## 原文
それでは、労働基準監督署からの呼び出しから、実際にどのような調査が行われているのかというところまで具体的にお話したいと思います。

労働基準監督署からの呼び出し

労働基準監督署の調査は「労働条件に関する調査の実施」という名目で行われます。

労働基準監督署から約2時間の予定で行うということと、事前に提出してくださいというものがレターで届きます。

そこには、出勤簿、賃金台帳、就業規則、雇用契約書、36協定書、変形労働制度の協定書、有給休暇管理簿、健康診断個人票を持ってきてくださいと書かれています。

調査現場の日常

どのような調査が実施されるかというと、中堅担当官と若手担当官の2人で調査を行います。

私が帯同した企業の調査時間は2時間の予定がなんと3時間半でした。

調査は持参資料を1つ1つ細かく細かく見て、それについて質問が来ます。

答えられないと是正勧告というようなやり取りがありました。

この企業は、今コロナ禍で厳しい業態の企業でしたが、不景気だからとか、コロナ禍だからという人情論は全く通用しませんでした。

彼らにとっては、労働基準法や労働安全衛生法といった労働関係の法律が全てなので、ここまでされたら潰れてしまうといった状況は全く関係なく、同情の余地がないという感じです。

労働基準監督署単位で、2人担当の一組について月40社から50社を呼び出しているようなことを言っていました。

年間1組あたり600社も呼び出しをくらっている感じです。

## 短い課題 A
労働基準監督署の調査に関する上の文章で、「そこには、出勤簿、」で始まる段落を、持参を求められる書類の箇条書きに書き直せ。

データソースのエントリ

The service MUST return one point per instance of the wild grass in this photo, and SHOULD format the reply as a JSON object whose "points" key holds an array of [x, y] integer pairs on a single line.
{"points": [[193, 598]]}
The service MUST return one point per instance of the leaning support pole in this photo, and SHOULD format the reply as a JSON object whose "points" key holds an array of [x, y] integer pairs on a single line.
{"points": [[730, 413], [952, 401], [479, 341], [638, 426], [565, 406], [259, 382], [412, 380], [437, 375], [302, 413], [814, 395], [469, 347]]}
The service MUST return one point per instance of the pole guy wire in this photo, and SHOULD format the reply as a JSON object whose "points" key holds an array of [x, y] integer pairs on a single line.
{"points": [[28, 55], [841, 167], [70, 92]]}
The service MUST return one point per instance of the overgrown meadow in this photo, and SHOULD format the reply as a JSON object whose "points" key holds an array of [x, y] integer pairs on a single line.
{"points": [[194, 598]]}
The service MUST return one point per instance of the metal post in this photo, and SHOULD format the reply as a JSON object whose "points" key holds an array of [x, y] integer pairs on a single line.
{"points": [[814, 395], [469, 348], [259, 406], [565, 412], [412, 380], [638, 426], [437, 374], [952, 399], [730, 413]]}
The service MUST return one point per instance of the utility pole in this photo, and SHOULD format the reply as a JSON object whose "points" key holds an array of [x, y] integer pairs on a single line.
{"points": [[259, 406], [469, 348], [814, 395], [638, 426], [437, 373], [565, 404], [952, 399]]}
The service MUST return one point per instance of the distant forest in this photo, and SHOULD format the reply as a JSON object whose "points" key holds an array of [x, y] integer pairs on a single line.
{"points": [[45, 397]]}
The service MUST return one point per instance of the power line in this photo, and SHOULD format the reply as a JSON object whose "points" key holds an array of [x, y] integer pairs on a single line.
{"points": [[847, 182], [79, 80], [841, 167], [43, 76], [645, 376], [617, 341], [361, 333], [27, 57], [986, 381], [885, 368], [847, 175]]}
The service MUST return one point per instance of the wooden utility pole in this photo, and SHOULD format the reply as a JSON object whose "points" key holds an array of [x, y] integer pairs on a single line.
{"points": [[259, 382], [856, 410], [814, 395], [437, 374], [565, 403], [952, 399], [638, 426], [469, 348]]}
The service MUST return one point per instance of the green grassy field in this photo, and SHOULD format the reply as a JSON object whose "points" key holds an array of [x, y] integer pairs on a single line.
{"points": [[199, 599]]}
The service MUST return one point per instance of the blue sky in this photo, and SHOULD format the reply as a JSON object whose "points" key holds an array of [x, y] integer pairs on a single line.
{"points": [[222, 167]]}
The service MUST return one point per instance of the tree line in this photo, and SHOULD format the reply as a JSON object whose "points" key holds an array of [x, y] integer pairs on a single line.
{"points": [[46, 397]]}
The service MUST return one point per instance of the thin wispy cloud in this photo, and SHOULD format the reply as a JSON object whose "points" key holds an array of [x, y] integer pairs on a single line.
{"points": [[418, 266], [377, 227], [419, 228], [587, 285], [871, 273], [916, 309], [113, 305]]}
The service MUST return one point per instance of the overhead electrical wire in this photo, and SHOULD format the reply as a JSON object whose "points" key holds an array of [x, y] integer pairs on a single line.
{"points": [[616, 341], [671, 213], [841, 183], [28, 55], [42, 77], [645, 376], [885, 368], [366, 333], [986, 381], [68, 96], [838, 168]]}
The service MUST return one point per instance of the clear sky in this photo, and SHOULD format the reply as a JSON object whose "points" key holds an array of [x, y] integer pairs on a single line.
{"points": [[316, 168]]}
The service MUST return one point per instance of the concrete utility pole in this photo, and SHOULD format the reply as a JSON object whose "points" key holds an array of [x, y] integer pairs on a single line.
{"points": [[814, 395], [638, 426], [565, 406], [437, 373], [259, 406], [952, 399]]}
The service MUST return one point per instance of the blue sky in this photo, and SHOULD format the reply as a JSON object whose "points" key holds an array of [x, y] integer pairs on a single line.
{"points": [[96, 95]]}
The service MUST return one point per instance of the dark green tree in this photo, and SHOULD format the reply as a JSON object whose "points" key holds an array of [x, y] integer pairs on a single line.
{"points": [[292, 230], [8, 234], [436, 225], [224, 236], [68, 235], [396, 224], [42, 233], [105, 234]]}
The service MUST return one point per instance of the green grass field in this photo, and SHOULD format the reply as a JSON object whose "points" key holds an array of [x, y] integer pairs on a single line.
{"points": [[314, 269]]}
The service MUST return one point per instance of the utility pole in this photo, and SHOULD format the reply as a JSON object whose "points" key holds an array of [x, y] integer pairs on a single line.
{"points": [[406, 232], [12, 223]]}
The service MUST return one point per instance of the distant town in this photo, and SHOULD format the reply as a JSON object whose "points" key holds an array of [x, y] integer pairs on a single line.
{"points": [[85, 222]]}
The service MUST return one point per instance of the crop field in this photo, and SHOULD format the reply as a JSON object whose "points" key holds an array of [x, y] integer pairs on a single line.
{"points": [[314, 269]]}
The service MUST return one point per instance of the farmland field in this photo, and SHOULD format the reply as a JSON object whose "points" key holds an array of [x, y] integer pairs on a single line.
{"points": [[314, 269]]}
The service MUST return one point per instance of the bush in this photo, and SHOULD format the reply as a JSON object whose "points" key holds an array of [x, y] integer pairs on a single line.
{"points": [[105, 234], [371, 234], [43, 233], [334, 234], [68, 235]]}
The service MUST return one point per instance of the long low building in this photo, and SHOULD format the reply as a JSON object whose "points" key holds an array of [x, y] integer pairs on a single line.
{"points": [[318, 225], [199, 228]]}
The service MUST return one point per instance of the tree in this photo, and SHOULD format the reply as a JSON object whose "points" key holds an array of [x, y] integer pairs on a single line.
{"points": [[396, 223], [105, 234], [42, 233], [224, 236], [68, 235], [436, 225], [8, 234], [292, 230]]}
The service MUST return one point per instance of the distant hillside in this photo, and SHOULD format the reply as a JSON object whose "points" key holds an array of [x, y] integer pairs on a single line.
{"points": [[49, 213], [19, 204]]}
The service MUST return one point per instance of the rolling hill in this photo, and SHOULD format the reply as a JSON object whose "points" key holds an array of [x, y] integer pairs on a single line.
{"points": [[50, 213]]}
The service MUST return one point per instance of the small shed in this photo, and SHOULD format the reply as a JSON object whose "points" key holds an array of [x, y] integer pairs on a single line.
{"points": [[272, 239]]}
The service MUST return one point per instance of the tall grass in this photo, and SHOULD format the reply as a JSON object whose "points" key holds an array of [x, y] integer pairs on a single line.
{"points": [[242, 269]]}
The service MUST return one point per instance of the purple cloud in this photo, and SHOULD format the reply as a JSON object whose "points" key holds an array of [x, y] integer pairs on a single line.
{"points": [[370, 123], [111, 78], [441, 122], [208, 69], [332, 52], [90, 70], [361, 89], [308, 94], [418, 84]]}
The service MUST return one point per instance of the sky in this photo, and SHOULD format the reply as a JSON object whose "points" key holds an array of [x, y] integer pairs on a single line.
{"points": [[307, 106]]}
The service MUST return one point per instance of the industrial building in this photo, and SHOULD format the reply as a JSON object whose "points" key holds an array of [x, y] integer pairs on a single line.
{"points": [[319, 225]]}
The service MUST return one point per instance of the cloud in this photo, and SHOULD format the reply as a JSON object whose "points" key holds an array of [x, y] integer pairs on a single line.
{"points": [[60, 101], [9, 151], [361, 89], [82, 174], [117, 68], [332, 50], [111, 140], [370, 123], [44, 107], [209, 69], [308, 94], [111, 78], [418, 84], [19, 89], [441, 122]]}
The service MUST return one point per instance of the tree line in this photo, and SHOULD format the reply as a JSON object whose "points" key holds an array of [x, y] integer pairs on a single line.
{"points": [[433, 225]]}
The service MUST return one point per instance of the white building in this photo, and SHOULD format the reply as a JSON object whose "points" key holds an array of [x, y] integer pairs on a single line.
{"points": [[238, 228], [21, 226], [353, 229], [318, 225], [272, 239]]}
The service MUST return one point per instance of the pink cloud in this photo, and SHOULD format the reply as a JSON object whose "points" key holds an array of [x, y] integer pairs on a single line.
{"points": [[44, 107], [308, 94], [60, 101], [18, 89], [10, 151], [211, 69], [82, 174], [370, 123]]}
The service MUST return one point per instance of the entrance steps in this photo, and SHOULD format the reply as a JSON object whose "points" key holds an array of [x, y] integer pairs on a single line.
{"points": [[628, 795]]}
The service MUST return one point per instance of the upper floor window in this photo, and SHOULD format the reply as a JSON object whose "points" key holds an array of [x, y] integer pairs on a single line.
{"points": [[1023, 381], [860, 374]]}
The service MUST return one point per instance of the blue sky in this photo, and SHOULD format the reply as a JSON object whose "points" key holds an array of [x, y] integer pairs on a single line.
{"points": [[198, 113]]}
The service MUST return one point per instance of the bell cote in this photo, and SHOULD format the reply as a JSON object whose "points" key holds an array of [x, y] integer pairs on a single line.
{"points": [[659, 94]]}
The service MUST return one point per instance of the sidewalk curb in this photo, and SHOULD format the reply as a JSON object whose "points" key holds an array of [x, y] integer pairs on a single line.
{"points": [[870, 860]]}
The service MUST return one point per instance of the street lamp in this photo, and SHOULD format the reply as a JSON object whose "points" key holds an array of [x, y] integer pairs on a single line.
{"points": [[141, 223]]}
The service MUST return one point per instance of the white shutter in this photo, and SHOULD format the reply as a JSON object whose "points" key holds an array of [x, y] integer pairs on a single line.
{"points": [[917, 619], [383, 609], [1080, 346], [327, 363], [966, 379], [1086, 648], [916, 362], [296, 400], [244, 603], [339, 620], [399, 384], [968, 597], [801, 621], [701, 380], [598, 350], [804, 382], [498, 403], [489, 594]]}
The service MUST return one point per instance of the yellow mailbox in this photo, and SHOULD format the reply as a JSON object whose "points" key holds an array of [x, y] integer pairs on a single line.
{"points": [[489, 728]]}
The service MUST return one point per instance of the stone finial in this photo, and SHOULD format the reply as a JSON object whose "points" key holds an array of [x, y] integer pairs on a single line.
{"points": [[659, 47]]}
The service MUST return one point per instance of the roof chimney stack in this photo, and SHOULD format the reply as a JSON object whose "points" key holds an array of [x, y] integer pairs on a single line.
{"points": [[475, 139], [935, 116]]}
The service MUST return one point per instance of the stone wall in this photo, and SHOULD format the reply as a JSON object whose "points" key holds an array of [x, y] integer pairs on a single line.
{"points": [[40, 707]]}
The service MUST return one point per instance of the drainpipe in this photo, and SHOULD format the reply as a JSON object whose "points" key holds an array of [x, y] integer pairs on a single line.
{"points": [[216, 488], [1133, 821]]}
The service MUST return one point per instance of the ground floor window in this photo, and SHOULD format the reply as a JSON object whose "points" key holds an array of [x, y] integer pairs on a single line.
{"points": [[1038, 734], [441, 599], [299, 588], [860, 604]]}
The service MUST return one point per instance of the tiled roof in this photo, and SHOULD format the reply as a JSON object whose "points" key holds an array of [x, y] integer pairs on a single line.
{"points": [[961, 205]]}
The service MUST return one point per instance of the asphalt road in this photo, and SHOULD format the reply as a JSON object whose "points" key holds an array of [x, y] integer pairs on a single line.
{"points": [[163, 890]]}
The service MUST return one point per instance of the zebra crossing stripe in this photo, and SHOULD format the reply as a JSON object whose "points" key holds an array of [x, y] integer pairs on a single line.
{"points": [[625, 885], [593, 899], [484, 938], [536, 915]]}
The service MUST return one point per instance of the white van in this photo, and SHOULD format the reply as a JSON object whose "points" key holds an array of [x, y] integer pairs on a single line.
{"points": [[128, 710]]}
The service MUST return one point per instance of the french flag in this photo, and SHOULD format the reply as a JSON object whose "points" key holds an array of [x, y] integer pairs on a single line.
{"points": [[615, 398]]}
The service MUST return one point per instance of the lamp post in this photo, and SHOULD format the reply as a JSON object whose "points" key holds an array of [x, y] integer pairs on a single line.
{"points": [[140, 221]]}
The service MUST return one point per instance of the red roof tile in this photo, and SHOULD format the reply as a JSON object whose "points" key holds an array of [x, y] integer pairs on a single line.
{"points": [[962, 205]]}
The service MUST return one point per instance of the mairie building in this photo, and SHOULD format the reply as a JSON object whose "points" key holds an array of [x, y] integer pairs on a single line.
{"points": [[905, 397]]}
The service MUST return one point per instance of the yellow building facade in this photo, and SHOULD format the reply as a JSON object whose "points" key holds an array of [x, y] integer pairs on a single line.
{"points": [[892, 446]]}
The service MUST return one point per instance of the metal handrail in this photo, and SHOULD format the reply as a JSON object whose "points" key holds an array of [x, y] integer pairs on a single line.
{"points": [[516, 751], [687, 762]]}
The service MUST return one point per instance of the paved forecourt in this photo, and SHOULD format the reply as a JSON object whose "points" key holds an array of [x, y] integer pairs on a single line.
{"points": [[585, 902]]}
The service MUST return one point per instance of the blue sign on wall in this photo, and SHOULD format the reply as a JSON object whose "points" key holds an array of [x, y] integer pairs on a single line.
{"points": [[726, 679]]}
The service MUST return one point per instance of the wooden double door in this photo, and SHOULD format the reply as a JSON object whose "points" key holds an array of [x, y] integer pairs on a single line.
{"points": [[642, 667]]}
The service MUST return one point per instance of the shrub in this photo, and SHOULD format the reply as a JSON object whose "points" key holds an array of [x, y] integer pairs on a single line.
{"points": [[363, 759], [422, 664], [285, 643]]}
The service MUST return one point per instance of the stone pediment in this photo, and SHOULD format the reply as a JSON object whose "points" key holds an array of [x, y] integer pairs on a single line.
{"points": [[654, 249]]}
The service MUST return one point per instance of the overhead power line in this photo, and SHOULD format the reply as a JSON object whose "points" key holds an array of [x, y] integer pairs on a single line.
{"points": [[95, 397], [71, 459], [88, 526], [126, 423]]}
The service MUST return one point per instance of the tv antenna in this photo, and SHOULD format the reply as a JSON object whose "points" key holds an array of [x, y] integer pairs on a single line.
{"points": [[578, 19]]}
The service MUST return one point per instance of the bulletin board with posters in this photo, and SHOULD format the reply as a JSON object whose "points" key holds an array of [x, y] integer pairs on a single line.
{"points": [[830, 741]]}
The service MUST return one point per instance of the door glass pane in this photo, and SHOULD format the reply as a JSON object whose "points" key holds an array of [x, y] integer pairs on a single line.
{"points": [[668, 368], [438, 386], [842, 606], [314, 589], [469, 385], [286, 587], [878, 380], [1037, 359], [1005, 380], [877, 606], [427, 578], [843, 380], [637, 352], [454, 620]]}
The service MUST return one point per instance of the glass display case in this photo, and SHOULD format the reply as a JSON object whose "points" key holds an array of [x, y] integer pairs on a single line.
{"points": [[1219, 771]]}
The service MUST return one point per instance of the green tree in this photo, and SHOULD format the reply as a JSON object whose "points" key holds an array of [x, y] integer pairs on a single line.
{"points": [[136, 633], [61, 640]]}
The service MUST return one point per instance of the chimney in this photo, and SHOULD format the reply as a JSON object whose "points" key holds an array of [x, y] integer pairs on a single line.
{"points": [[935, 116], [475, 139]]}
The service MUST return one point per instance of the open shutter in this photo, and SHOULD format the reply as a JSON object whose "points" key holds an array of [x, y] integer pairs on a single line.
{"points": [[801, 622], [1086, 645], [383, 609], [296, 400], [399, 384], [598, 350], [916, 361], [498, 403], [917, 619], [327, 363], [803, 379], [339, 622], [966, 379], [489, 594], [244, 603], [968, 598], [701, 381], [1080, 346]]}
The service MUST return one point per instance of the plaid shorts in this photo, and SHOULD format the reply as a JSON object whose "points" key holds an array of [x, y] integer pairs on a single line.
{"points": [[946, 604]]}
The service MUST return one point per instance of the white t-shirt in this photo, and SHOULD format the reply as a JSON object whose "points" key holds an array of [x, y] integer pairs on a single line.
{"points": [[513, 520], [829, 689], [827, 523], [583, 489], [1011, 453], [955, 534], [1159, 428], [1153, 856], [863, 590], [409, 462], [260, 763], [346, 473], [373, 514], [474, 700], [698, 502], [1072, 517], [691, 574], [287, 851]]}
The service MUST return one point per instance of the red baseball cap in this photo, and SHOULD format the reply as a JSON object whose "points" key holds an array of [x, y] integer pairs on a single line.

## 短い課題 B
上のエントリのうち、「The service MUST return one point per instance of the chimney」を含む行からエントリの最後の行までを、両端の行も含めてそのまま出力してください。

## 完全な解答 A
レターで持参を求められる書類:
- 出勤簿
- 賃金台帳
- 就業規則
- 雇用契約書
- 36協定書
- 変形労働制度の協定書
- 有給休暇管理簿
- 健康診断個人票

## 完全な解答 B
The service MUST return one point per instance of the chimney in this photo, and SHOULD format the reply as a JSON object whose "points" key holds an array of [x, y] integer pairs on a single line.
{"points": [[935, 116], [475, 139]]}
The service MUST return one point per instance of the open shutter in this photo, and SHOULD format the reply as a JSON object whose "points" key holds an array of [x, y] integer pairs on a single line.
{"points": [[801, 622], [1086, 645], [383, 609], [296, 400], [399, 384], [598, 350], [916, 361], [498, 403], [917, 619], [327, 363], [803, 379], [339, 622], [966, 379], [489, 594], [244, 603], [968, 598], [701, 381], [1080, 346]]}
The service MUST return one point per instance of the plaid shorts in this photo, and SHOULD format the reply as a JSON object whose "points" key holds an array of [x, y] integer pairs on a single line.
{"points": [[946, 604]]}
The service MUST return one point per instance of the white t-shirt in this photo, and SHOULD format the reply as a JSON object whose "points" key holds an array of [x, y] integer pairs on a single line.
{"points": [[513, 520], [829, 689], [827, 523], [583, 489], [1011, 453], [955, 534], [1159, 428], [1153, 856], [863, 590], [409, 462], [260, 763], [346, 473], [373, 514], [474, 700], [698, 502], [1072, 517], [691, 574], [287, 851]]}
The service MUST return one point per instance of the red baseball cap in this photo, and SHOULD format the reply as a JSON object whose "points" key holds an array of [x, y] integer pairs on a single line.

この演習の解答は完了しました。